## Excerpt provided

Spanbauer's novels are written in first person and connected to the author's personal life; in an interview with Judy Reeves for San Diego Writers, Ink, Spanbauer said:

"There's something very troubling inside me, something that won't let me go. It's tossing me about and I am in fear and I am helpless. When I finally sit down to look at this thing that scares me, I make myself a deal to tell the truth no matter what. I write one paragraph and my narrator breaks the deal and begins to lie. There are no rules except that I can't forsake my original intention. To find that hidden thing [that is] driving me nuts."[10]

His novels The Man Who Fell in Love with the Moon, Now is the Hour, and Faraway Places take place in his home state of Idaho. With In the City of Shy Hunters, Spanbauer breaks this pattern, setting much of the action in New York. His current novel I Loved You More hopscotches back and forth from Idaho to New York, San Francisco, and Portland, Oregon, all places where Spanbauer has lived and worked.

## Set exercise A
Reproduce the Spanbauer passage in full, word for word.
## Set exercise B
Please present the lines of the rows from the line with "Presumably the gray throw" to the line with "560;342;640;394", both included, as a numbered list, leaving out any blank lines.
The Spanbauer passage and the rows have nothing to do with each other.

## Source material
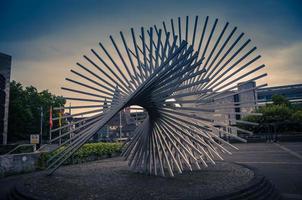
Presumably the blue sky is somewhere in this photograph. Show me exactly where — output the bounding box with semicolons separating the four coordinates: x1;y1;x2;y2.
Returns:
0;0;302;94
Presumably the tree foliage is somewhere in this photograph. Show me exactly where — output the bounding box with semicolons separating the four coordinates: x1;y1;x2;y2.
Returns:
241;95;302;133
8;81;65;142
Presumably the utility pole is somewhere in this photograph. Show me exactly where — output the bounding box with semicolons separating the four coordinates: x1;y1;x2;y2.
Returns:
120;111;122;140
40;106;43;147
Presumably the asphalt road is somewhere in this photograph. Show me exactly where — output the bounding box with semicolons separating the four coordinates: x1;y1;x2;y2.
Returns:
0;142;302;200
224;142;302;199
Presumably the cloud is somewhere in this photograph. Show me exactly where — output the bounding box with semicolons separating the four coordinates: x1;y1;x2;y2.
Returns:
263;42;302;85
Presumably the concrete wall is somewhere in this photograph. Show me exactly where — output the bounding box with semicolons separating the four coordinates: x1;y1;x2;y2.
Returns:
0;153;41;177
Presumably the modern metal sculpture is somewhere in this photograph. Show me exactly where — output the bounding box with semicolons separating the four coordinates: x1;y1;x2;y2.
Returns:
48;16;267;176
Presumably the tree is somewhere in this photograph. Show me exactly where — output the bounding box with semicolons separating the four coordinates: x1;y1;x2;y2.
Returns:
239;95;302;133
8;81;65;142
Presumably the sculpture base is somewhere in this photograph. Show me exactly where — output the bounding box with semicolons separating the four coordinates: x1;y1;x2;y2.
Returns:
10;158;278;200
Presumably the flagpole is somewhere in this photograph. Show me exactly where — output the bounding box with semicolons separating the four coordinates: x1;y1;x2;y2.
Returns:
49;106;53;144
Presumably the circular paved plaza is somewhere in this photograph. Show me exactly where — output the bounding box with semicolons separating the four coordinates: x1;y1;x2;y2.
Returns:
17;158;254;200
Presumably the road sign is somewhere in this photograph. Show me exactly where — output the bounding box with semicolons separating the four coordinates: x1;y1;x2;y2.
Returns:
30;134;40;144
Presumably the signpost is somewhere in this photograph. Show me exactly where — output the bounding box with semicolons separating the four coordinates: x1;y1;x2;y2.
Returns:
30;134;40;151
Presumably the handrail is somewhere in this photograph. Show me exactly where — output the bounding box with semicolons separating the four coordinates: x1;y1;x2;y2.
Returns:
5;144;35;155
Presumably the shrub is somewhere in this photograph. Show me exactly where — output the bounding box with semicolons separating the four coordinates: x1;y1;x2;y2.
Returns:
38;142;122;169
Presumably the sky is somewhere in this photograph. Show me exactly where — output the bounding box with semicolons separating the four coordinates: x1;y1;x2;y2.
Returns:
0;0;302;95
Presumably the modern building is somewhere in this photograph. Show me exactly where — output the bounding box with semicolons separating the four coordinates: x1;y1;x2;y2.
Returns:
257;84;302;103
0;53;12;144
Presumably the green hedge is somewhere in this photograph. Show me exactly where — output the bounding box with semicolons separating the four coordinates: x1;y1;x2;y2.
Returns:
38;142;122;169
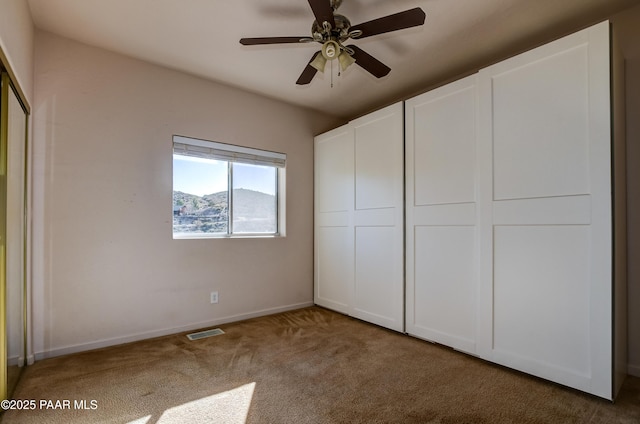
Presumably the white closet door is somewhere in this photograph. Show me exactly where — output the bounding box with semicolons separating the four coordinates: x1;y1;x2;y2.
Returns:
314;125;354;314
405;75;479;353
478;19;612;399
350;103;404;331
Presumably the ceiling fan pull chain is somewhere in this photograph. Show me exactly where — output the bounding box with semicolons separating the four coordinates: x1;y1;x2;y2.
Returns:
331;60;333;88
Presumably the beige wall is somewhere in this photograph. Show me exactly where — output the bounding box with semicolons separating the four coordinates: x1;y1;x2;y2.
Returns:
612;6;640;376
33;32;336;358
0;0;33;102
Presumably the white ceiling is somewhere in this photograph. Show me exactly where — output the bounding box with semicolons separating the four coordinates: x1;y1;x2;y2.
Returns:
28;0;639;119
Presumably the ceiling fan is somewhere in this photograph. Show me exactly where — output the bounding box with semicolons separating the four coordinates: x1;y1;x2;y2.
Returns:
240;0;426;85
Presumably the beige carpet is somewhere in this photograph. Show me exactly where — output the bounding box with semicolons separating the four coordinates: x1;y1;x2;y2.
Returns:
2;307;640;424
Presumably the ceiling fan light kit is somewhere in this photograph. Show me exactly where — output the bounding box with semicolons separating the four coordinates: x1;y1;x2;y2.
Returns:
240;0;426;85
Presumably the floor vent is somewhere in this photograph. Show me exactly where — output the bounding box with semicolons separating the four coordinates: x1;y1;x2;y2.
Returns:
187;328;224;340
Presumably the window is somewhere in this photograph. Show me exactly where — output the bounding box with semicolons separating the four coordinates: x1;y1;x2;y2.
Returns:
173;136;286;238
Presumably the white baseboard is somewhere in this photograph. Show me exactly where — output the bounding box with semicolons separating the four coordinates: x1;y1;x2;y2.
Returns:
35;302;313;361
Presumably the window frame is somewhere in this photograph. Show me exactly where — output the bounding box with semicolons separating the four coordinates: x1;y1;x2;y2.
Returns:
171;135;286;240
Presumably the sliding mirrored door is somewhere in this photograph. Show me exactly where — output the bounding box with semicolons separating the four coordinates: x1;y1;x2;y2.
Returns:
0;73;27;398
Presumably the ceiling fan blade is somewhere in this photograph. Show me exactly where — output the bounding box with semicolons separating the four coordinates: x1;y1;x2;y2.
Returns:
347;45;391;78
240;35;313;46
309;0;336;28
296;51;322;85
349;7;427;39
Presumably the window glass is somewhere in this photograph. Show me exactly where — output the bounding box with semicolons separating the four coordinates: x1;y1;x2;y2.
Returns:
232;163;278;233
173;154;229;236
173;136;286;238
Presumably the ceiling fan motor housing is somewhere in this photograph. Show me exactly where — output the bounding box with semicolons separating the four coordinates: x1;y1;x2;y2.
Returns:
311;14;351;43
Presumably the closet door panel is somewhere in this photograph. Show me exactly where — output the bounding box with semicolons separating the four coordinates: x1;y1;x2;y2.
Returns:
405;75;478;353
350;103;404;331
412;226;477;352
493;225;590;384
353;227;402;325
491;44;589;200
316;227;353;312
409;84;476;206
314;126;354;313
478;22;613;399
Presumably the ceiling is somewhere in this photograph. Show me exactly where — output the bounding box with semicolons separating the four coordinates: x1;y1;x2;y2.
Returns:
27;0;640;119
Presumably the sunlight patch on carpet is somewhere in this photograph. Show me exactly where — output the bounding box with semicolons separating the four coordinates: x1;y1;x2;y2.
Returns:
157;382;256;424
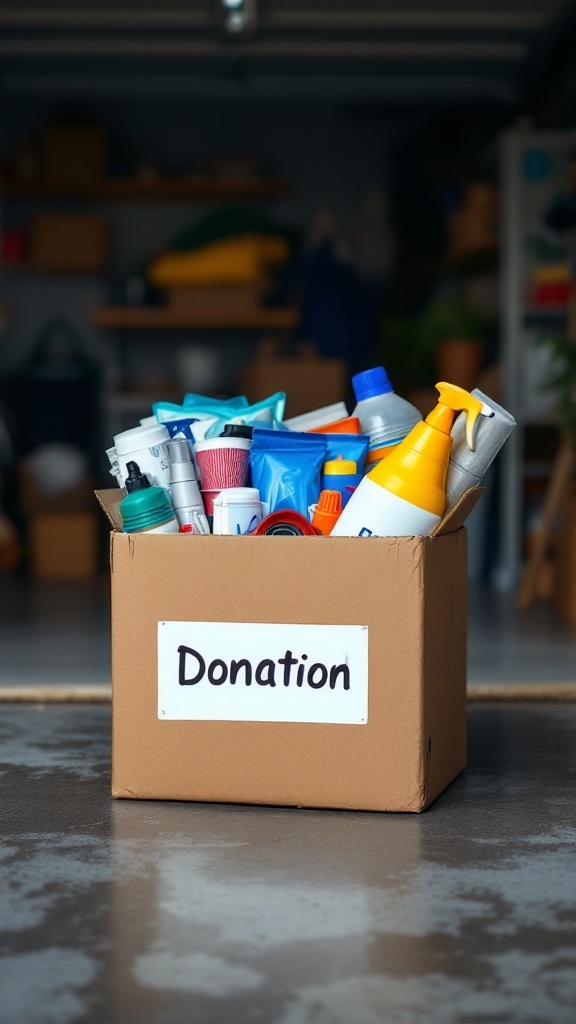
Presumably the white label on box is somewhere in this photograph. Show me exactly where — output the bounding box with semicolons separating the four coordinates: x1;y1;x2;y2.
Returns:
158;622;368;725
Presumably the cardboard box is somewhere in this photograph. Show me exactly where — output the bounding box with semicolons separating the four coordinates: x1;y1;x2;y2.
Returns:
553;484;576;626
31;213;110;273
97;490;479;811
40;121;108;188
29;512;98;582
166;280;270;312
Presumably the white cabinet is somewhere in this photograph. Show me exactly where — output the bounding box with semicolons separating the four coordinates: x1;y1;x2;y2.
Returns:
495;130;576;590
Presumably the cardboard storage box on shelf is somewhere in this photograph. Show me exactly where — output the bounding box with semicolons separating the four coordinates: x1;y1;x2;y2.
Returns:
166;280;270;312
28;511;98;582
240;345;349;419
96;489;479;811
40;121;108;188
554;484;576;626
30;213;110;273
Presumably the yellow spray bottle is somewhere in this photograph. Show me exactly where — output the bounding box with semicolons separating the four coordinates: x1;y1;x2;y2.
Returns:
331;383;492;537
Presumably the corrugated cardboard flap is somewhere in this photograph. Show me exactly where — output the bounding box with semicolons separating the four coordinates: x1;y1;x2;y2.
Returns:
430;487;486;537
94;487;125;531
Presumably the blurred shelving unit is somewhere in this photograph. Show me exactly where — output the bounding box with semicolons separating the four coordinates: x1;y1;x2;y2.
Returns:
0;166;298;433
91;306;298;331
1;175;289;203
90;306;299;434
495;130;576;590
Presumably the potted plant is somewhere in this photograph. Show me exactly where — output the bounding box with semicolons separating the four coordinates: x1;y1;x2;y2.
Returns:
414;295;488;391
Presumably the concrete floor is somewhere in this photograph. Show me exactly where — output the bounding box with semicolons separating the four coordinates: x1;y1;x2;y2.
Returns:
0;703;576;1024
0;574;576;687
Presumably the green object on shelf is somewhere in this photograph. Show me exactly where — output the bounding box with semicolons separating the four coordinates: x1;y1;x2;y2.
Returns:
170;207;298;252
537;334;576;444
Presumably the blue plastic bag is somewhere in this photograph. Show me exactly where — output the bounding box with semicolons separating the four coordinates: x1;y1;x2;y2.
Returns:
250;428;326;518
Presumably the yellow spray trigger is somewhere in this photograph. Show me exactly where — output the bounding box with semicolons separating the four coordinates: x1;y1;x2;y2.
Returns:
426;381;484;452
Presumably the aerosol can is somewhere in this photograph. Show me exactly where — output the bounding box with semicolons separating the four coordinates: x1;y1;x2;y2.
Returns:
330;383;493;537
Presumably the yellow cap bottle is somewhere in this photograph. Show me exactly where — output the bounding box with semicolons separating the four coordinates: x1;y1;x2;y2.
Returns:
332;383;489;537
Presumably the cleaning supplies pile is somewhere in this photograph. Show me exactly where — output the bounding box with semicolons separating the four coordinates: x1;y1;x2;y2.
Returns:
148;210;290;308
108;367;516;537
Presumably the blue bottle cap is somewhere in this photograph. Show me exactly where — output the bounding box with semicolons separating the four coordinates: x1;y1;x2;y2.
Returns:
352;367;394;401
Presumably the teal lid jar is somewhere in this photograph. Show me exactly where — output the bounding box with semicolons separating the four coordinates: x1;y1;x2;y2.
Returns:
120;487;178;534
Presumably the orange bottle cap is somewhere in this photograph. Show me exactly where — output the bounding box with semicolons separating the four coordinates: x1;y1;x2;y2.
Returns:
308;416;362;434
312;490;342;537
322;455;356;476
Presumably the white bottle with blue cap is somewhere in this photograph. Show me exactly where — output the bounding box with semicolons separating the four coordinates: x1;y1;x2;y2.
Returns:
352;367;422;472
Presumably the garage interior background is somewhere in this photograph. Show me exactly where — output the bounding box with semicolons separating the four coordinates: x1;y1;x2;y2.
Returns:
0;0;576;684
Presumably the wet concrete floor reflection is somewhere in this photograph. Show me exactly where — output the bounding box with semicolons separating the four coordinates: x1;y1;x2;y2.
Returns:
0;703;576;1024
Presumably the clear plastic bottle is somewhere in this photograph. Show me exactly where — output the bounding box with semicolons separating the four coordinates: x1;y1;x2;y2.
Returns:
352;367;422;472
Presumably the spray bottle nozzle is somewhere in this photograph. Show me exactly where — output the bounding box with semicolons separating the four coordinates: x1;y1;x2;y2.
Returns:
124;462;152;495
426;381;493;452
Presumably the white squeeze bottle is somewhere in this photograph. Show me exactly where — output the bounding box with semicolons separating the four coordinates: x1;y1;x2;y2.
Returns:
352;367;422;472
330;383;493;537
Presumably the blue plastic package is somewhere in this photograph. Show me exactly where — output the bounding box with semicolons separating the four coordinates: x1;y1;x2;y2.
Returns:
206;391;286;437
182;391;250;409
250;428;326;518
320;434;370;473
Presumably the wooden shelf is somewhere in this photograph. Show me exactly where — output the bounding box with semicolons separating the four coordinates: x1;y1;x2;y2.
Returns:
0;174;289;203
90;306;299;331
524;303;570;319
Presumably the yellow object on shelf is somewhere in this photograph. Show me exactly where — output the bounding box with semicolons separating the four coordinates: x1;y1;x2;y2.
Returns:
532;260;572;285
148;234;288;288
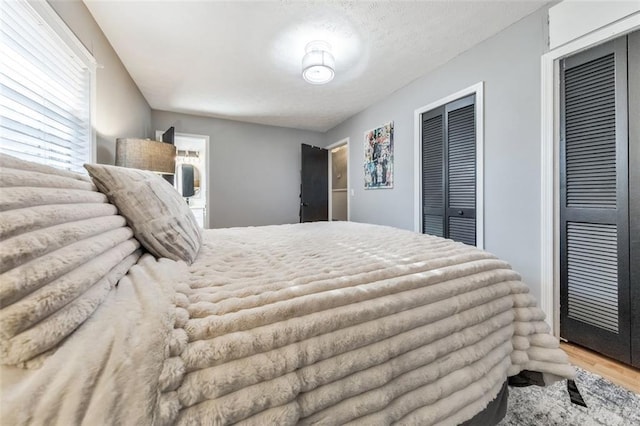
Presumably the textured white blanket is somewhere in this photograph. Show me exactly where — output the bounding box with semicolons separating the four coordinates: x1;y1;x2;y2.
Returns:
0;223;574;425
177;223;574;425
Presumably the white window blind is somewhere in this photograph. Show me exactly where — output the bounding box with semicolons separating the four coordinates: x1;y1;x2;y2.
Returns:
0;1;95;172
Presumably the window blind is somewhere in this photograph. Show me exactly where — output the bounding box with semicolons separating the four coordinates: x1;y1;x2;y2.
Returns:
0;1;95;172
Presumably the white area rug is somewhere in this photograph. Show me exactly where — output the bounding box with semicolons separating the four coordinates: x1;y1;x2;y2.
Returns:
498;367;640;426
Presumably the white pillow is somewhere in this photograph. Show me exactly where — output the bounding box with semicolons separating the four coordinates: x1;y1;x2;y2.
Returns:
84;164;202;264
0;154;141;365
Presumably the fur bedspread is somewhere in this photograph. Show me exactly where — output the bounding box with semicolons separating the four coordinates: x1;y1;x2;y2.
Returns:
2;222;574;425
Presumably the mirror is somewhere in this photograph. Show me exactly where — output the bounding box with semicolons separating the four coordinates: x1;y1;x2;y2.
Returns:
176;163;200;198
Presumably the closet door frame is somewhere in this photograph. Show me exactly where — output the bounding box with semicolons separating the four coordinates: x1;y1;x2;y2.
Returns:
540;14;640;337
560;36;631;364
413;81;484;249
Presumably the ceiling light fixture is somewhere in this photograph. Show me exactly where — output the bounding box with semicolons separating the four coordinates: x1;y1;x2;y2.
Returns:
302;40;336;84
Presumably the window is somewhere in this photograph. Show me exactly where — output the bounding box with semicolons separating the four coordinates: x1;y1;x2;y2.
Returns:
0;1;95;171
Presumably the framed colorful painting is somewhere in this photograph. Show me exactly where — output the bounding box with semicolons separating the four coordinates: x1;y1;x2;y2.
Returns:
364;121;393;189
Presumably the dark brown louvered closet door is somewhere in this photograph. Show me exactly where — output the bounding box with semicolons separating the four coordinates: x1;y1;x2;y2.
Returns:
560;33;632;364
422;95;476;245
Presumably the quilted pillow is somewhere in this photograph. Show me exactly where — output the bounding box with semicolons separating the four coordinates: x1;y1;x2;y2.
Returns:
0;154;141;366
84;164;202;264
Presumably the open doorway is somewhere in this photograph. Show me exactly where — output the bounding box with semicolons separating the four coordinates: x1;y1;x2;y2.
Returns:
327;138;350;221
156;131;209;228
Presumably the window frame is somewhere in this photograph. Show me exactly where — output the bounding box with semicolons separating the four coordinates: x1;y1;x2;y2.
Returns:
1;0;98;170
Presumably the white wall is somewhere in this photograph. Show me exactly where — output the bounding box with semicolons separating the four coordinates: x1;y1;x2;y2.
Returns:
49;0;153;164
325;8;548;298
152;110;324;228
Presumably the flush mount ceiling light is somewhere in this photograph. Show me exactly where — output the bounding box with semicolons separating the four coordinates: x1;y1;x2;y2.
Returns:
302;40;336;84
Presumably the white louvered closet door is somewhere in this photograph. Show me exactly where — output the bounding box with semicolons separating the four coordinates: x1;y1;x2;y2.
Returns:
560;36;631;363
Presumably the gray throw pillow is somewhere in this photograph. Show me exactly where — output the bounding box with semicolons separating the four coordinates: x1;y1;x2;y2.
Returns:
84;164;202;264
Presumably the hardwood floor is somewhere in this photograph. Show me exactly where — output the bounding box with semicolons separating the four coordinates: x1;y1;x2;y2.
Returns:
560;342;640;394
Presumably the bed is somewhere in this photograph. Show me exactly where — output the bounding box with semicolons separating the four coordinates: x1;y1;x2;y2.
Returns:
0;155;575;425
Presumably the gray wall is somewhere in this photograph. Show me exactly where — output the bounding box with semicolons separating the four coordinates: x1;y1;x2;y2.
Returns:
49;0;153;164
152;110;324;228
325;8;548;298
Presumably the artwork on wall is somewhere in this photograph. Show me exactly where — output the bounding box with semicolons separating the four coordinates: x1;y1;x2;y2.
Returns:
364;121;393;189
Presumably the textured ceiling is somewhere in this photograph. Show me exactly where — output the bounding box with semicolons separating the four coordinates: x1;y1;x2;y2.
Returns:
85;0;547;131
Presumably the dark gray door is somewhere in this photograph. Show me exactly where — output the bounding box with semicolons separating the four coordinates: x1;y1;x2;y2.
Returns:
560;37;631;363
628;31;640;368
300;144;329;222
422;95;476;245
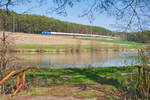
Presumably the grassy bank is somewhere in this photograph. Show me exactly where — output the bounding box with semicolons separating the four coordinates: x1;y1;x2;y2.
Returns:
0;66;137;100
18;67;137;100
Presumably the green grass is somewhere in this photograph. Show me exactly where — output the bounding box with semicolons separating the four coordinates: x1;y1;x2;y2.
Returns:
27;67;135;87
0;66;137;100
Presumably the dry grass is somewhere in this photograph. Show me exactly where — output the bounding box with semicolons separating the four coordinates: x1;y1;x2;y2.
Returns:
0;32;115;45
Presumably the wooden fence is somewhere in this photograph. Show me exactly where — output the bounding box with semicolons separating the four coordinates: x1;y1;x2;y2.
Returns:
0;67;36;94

## Expected answer A
Spanbauer's novels are written in first person and connected to the author's personal life; in an interview with Judy Reeves for San Diego Writers, Ink, Spanbauer said:

"There's something very troubling inside me, something that won't let me go. It's tossing me about and I am in fear and I am helpless. When I finally sit down to look at this thing that scares me, I make myself a deal to tell the truth no matter what. I write one paragraph and my narrator breaks the deal and begins to lie. There are no rules except that I can't forsake my original intention. To find that hidden thing [that is] driving me nuts."[10]

His novels The Man Who Fell in Love with the Moon, Now is the Hour, and Faraway Places take place in his home state of Idaho. With In the City of Shy Hunters, Spanbauer breaks this pattern, setting much of the action in New York. His current novel I Loved You More hopscotches back and forth from Idaho to New York, San Francisco, and Portland, Oregon, all places where Spanbauer has lived and worked.

## Expected answer B
1. Presumably the gray throw pillow is somewhere in this photograph. Show me exactly where — output the bounding box with semicolons separating the four coordinates: x1;y1;x2;y2.
2. Returns:
3. 84;164;202;264
4. Presumably the hardwood floor is somewhere in this photograph. Show me exactly where — output the bounding box with semicolons separating the four coordinates: x1;y1;x2;y2.
5. Returns:
6. 560;342;640;394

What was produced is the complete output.